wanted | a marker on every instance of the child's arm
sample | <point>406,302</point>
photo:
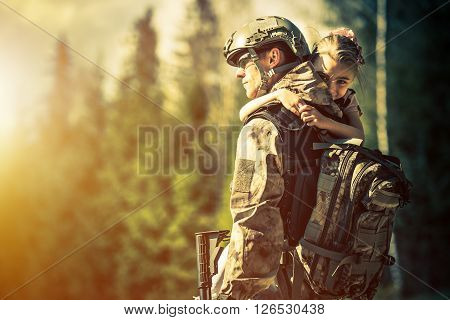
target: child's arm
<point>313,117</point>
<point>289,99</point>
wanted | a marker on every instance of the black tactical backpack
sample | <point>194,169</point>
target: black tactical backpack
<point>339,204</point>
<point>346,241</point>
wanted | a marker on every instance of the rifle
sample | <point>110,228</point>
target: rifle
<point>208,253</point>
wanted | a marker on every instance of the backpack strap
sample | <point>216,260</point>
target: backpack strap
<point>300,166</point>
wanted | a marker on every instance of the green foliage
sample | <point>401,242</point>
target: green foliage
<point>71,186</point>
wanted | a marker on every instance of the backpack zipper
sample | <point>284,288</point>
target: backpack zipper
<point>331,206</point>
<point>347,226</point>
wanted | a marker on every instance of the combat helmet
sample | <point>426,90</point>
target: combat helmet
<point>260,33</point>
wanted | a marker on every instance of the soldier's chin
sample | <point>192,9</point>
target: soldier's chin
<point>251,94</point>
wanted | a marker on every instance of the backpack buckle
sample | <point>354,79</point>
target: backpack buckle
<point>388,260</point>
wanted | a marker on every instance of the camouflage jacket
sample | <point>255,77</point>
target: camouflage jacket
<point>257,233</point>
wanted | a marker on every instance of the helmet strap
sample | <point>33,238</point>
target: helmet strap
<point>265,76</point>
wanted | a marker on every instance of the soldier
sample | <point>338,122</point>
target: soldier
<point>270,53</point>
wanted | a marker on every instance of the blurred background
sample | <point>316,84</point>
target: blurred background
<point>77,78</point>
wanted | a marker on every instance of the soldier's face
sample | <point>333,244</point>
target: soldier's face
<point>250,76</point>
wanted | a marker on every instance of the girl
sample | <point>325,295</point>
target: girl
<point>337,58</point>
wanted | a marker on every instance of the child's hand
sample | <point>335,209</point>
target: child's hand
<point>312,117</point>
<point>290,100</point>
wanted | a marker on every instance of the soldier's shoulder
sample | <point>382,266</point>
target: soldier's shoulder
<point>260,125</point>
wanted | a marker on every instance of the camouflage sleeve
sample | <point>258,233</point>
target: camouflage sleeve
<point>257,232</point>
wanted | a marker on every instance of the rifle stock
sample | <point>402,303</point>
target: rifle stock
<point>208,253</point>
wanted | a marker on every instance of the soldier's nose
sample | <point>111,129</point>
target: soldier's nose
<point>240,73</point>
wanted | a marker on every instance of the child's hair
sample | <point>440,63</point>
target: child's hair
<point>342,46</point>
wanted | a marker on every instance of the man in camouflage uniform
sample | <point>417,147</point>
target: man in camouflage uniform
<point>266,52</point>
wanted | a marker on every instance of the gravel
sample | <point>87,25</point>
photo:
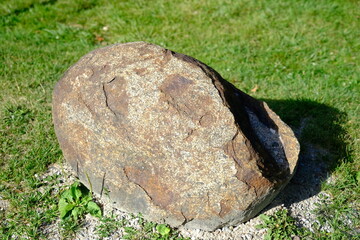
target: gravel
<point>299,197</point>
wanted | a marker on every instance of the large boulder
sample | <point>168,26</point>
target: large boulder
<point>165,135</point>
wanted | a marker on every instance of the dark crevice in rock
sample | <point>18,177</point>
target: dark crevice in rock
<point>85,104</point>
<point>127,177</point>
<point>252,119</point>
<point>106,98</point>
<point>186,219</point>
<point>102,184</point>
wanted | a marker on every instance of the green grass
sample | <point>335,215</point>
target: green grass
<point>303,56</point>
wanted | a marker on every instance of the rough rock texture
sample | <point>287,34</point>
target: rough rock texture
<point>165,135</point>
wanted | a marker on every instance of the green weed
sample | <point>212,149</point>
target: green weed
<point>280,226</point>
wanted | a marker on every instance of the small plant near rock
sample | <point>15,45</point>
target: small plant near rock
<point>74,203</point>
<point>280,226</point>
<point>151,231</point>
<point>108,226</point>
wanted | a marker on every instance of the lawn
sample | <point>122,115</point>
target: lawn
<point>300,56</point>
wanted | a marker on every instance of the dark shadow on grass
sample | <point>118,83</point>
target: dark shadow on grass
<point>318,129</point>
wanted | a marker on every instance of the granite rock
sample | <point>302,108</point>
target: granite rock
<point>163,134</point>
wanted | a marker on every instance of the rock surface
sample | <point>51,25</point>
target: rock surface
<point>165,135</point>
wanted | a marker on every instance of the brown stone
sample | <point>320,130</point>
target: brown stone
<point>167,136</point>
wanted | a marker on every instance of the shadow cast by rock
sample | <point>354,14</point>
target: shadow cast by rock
◆ ◆ ◆
§ **Exercise objective**:
What are the lines of the data above that include the string "cast"? Copy them.

§ **Answer section**:
wanted | a marker on every instance of the shadow cast by rock
target: shadow cast by rock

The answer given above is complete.